## [Task goal]
Type the entries again, word for word.

## [Supplied entries]

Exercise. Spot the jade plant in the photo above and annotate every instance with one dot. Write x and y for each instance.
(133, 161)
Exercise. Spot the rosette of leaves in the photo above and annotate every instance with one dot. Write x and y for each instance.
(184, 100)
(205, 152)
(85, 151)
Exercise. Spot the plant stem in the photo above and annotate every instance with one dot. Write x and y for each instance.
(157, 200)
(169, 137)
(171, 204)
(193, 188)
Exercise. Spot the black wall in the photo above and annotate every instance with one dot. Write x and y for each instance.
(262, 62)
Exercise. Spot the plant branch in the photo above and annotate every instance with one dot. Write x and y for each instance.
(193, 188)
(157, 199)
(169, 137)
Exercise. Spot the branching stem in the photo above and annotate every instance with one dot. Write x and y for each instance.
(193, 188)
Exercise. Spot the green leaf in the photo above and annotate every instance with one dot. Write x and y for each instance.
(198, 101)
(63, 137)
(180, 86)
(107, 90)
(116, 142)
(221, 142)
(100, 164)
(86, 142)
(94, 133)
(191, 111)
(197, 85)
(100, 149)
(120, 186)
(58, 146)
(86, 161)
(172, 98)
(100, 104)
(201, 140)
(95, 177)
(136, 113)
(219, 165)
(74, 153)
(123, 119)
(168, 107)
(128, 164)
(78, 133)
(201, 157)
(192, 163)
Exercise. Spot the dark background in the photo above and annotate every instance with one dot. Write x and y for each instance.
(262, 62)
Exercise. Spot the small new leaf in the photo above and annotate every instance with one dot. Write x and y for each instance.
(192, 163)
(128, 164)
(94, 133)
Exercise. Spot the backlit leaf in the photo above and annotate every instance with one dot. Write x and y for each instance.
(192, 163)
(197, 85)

## [Task output]
Exercise. Spot the jade plant in the photo above and annotate every instance with one dot. Write x and y for each instance.
(133, 161)
Exercise. Spot the rosette of leaves in the photo above and annotate every instance with one dot. Write x and y for each instance.
(184, 100)
(205, 152)
(85, 151)
Exercise. Spot the plant stem in the photo above and annotate every instance with one dot. Write x and y for each instance.
(157, 200)
(169, 137)
(171, 204)
(193, 188)
Exercise. Spot the black wall in the photo above and annotate every instance with one dot. Write x and y for each instance.
(262, 62)
Exercise. Spot the plant branch in the photo above and annotate every instance with one dot. Write x and y for each instance.
(193, 188)
(157, 199)
(169, 137)
Exercise. Spot the branching stem in the photo above and annotate every instance with one dot. Write x and y for each instance.
(193, 188)
Exercise. Spot the green leaf in the photo above and annotate every instance with one dot. Write x and y for each instance.
(198, 101)
(63, 137)
(180, 86)
(107, 90)
(116, 142)
(221, 142)
(100, 164)
(86, 142)
(94, 133)
(191, 111)
(197, 85)
(100, 149)
(120, 186)
(58, 146)
(86, 161)
(172, 98)
(100, 104)
(201, 140)
(95, 177)
(136, 113)
(219, 165)
(74, 153)
(123, 119)
(168, 107)
(128, 164)
(78, 133)
(201, 157)
(192, 163)
Exercise. Spot the dark background in the photo above and annotate every instance with one dot. Write x and y for each instance.
(262, 62)
Exercise. Spot the small new leaf in the photo above and annotate every instance with one dot. Write x and y for each instance.
(192, 163)
(128, 164)
(94, 133)
Exercise. Spot the backlit leaf in the photo above and annotate every instance with one dot. Write x and y for each instance.
(192, 163)
(197, 85)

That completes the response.